#### [WHAT THE TASK REQUIRES]
Reproduce the part of the forum excerpt on 16-bit precision that starts with "Pure f16 overflows/underflows" and goes on through "w/ this product.".

The source appears to be this PDF: https://arxiv.org/pdf/2010.03660.pdf
16-bit (and smaller) just isn't enough for most compute problems. But emphasis on "most". Neural Nets clearly are fine with 16-bit, but some video game lighting effects can be calculated on 16-bit and look "good enough".
Maybe a certified Jewelry Appraiser can tell the difference between 1.3 refractive index vs 1.35, but the typical video game player (and dare I say, human) won't be able to tell the difference. If all the light bounces are just slightly off, as long as its "close enough", you probably have good-enough looking ray-tracing or whatever.
I've also heard of "iterative solvers" being accelerated by 16-bit and 32-bit passes before doing a 64-bit pass. That's not applicable to all math problems of course, but that's still a methodology where your 16-bit performance accelerates your 64-bit ultimate answer.
Pure f16 overflows/underflows in many scenarios
I am reminded of a recording of a Seymour Cray talk where he discussed some of the challenges his company faced with actually manufacturing their computers. The challenges associated with physical packaging, cooling, and power were as much or more interesting to me than the computing capabilities of the resulting product. I bet there are similar interesting rabbit-holes w/ this product.

#### [EXTRACTED INFORMATION]

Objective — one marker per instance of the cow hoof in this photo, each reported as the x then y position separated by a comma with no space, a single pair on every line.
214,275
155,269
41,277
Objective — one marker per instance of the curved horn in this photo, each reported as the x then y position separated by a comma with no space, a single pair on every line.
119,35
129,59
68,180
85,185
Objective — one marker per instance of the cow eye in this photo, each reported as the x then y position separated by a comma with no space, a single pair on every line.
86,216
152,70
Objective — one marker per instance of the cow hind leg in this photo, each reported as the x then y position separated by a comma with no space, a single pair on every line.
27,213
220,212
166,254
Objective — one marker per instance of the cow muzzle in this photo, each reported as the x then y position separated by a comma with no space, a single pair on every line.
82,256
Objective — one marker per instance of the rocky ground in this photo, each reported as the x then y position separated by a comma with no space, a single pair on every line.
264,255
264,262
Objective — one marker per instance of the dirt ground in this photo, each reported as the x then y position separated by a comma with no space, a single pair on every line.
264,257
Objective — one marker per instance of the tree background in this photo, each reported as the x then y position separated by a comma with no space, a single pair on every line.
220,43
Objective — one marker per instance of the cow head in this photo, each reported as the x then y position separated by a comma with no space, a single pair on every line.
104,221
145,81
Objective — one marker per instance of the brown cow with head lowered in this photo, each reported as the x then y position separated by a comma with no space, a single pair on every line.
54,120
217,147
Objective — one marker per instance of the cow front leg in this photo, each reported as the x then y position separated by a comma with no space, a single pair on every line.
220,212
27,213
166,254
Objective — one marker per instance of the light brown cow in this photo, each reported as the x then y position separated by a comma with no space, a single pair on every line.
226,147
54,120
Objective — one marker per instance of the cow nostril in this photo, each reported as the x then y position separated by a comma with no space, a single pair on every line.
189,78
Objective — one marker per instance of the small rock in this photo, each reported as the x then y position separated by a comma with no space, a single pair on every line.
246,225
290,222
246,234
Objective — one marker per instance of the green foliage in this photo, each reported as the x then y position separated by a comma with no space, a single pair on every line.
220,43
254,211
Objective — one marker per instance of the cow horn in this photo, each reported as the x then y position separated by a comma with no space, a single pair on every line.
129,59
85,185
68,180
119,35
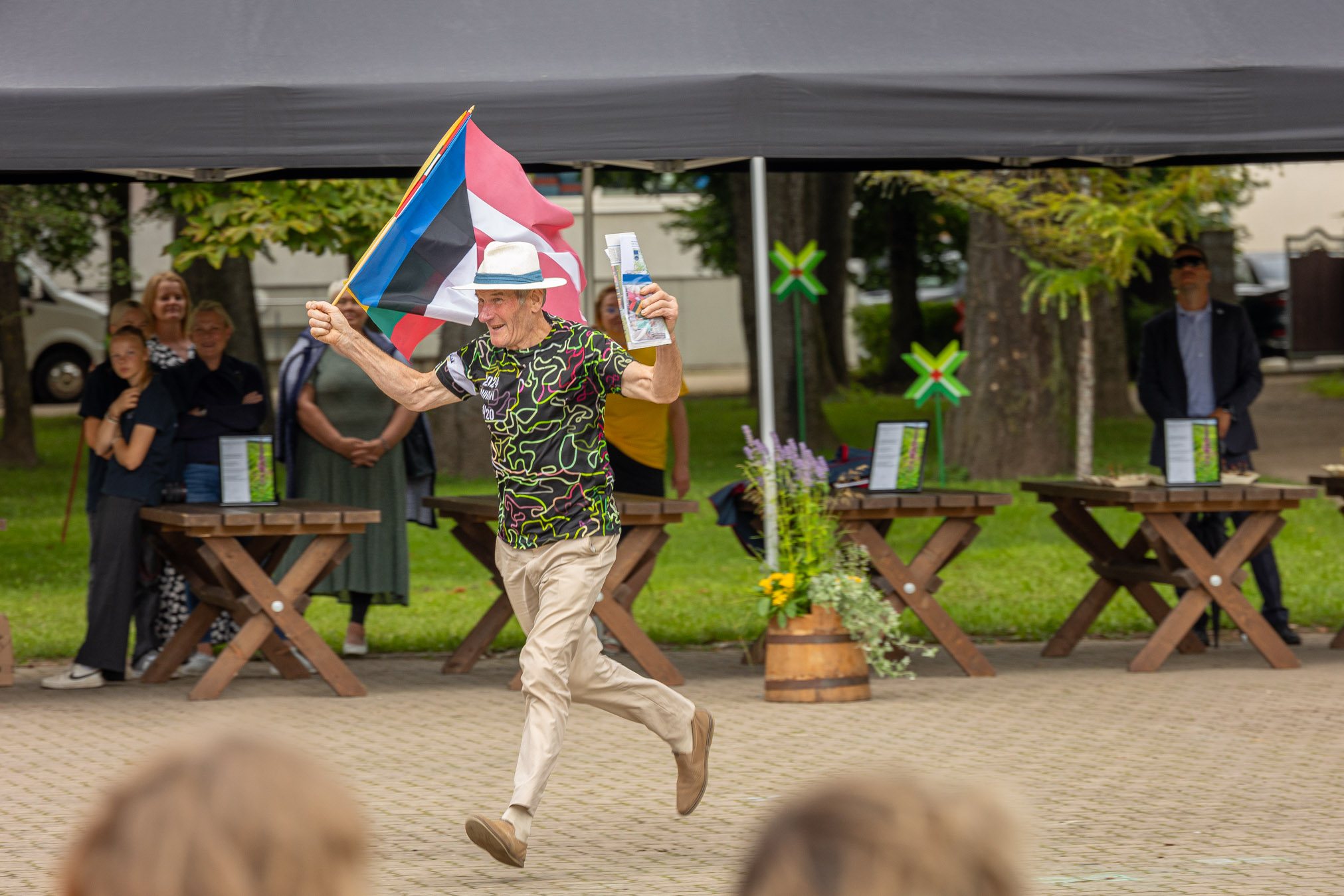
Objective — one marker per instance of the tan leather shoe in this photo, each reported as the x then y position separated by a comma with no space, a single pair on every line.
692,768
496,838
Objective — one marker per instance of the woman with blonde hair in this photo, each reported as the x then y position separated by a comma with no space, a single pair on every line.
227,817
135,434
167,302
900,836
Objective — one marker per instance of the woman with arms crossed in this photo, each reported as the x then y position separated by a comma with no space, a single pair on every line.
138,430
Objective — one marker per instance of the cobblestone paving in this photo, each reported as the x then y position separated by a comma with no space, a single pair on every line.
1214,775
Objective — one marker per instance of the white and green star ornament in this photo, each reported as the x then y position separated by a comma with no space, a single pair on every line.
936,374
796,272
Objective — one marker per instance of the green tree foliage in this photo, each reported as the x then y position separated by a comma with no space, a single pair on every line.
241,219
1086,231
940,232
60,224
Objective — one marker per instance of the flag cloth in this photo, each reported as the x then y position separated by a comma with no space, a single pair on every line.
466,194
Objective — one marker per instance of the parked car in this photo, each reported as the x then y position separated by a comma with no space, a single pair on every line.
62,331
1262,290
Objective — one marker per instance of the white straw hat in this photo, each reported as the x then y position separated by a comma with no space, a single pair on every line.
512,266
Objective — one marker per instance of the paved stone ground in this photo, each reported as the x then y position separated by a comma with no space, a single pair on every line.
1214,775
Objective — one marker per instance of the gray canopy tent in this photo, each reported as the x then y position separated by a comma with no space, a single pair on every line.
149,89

==

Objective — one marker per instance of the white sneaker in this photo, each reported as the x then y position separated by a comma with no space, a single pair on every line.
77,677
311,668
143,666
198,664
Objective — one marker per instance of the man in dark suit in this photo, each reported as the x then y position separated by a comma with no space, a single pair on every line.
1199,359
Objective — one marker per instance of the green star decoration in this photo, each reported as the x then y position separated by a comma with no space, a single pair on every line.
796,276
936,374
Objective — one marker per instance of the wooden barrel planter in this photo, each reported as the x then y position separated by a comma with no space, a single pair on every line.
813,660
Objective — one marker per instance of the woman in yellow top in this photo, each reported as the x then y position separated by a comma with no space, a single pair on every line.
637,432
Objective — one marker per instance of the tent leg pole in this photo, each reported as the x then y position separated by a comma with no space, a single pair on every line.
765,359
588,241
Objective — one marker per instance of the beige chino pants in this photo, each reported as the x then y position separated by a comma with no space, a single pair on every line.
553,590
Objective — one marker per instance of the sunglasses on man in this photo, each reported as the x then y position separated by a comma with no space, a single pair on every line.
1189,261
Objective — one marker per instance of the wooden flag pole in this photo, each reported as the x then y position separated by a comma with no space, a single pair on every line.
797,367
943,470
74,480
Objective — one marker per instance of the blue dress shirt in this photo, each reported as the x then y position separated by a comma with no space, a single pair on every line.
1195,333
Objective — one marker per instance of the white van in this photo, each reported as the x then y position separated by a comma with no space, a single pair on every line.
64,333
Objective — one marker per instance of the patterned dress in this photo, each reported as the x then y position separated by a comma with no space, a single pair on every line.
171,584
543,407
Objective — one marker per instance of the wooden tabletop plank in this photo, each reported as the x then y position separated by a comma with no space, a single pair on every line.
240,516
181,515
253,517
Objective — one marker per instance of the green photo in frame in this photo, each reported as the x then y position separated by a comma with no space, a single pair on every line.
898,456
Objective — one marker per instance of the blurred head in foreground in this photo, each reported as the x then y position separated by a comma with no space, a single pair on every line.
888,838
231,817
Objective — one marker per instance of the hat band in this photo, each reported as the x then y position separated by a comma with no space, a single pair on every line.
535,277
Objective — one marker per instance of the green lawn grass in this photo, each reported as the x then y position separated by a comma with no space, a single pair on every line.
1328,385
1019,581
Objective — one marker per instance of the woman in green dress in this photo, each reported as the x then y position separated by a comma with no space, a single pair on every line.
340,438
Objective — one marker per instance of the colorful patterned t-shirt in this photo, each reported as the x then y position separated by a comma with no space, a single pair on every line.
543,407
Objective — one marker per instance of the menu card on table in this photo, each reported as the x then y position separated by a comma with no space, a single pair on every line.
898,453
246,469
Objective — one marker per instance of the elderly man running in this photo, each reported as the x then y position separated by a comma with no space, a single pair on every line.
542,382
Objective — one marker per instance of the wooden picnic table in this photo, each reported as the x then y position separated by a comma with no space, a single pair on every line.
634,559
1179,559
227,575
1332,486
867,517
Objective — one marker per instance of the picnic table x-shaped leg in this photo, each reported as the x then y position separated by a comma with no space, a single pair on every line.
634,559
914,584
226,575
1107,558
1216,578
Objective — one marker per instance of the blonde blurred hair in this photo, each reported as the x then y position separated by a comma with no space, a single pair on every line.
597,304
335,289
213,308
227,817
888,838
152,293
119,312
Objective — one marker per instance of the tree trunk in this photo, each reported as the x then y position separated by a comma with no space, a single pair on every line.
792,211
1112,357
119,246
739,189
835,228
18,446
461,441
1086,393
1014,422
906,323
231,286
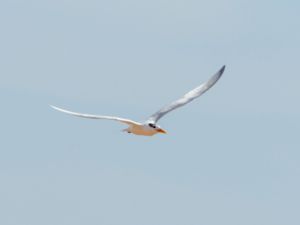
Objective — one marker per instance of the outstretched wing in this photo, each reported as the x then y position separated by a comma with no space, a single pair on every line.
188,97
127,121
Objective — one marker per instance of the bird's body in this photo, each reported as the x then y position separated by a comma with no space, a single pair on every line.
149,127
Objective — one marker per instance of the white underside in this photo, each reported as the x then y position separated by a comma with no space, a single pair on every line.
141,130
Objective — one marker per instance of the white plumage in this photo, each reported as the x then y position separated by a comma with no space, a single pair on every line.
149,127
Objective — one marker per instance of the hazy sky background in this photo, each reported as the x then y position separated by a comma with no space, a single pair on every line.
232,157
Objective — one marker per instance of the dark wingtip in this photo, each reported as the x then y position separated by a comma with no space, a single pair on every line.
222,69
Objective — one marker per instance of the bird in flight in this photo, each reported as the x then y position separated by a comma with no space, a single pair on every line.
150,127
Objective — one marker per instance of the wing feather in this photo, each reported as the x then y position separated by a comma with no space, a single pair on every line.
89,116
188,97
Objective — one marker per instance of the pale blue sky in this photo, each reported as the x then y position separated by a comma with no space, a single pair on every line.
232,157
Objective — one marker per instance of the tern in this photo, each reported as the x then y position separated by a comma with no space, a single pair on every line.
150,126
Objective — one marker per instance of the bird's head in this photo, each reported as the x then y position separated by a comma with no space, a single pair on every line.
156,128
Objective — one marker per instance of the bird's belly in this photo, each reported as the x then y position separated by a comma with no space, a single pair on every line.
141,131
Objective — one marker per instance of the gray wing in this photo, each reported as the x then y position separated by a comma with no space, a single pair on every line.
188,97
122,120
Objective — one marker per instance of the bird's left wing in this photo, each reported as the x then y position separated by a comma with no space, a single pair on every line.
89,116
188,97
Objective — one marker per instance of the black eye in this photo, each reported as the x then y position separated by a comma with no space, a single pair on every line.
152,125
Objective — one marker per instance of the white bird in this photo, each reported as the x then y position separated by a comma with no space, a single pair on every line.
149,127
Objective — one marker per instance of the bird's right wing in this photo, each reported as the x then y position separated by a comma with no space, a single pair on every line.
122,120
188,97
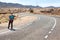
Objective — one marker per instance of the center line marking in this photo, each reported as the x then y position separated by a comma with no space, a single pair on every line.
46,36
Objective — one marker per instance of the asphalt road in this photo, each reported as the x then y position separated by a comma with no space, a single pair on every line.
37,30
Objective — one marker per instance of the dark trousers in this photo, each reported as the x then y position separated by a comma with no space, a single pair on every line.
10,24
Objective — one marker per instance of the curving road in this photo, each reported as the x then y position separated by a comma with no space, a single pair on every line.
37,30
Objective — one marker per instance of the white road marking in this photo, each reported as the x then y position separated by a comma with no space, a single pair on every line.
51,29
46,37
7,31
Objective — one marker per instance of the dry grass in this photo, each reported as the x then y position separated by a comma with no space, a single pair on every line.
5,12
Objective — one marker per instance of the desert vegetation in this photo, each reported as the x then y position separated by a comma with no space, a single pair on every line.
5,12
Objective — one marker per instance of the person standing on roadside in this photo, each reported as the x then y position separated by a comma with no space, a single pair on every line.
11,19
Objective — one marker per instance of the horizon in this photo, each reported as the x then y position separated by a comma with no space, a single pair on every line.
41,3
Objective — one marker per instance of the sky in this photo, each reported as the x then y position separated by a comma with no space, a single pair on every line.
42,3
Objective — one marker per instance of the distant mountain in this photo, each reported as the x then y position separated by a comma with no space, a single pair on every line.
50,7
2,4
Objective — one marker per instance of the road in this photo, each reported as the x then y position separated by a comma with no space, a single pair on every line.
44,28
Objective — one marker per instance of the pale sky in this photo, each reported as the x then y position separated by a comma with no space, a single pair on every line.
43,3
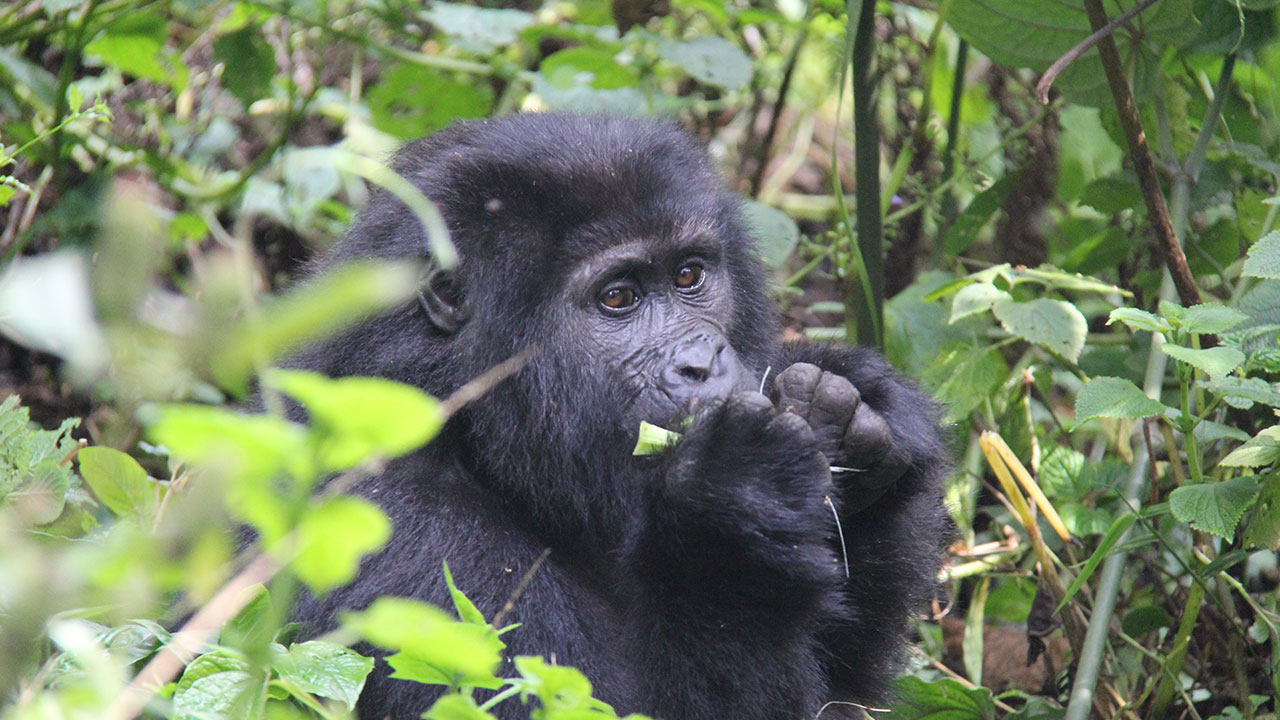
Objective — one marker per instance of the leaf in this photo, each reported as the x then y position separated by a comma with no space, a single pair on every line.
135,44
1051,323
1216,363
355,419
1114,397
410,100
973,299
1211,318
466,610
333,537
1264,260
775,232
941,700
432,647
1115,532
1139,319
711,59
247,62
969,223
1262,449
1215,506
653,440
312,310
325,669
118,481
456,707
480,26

==

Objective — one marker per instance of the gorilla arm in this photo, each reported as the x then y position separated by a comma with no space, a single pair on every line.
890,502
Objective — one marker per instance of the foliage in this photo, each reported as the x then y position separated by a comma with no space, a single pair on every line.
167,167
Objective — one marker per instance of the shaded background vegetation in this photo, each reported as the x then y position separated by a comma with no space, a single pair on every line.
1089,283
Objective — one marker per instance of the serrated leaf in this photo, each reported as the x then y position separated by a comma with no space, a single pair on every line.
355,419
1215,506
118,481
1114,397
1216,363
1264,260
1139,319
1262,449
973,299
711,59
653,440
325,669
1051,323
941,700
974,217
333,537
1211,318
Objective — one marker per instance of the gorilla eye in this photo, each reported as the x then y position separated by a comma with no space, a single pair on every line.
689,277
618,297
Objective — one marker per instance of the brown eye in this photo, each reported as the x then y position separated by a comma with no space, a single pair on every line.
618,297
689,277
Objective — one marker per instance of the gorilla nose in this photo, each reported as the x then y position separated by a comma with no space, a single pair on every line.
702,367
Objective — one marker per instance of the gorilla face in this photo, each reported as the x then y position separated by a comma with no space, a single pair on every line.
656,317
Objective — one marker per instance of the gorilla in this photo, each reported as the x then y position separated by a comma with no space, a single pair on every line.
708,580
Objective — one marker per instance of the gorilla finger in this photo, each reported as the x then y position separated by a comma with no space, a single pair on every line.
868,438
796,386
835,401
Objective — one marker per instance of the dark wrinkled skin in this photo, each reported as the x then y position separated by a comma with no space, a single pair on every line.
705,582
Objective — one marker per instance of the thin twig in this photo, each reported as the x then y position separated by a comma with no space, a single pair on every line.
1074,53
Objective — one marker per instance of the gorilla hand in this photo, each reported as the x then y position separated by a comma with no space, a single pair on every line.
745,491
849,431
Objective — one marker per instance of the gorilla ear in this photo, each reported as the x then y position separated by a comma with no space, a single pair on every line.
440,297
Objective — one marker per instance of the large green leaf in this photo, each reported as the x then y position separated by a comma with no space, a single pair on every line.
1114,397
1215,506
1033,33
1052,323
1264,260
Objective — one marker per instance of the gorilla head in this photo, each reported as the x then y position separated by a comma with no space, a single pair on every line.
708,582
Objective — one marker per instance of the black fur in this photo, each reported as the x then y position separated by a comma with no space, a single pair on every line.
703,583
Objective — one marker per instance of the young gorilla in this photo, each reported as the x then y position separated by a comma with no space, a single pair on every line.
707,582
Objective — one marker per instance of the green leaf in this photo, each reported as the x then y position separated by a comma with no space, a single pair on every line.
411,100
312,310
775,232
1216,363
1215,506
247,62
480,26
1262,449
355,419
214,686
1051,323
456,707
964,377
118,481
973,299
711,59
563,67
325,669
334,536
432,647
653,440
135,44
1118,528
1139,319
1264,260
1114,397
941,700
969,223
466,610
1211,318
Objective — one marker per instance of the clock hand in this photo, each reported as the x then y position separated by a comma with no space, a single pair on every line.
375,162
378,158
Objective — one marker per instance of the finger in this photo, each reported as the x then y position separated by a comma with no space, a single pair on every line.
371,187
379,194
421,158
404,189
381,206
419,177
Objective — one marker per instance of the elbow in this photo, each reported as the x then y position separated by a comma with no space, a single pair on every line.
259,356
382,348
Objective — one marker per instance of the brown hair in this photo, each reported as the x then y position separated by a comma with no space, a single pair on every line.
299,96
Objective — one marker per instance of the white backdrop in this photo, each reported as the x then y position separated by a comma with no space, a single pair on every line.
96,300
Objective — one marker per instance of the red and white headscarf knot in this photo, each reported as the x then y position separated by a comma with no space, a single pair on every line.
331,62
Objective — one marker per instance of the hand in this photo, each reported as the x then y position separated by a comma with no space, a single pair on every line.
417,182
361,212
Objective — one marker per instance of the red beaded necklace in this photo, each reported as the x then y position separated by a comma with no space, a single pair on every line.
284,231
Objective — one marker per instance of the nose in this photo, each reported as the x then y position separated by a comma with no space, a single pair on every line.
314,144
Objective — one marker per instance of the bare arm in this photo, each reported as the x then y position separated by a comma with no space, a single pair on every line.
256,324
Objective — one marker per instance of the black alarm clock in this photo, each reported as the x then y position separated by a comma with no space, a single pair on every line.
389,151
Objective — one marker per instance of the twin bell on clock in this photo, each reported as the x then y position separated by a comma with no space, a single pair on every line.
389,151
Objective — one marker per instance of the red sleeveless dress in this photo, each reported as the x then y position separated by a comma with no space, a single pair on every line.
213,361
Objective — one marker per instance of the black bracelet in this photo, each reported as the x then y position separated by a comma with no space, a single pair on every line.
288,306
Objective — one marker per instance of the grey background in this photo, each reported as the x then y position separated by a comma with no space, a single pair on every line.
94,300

#### [SOLUTION]
Pure f16 overflows/underflows in many scenarios
I am reminded of a recording of a Seymour Cray talk where he discussed some of the challenges his company faced with actually manufacturing their computers. The challenges associated with physical packaging, cooling, and power were as much or more interesting to me than the computing capabilities of the resulting product. I bet there are similar interesting rabbit-holes w/ this product.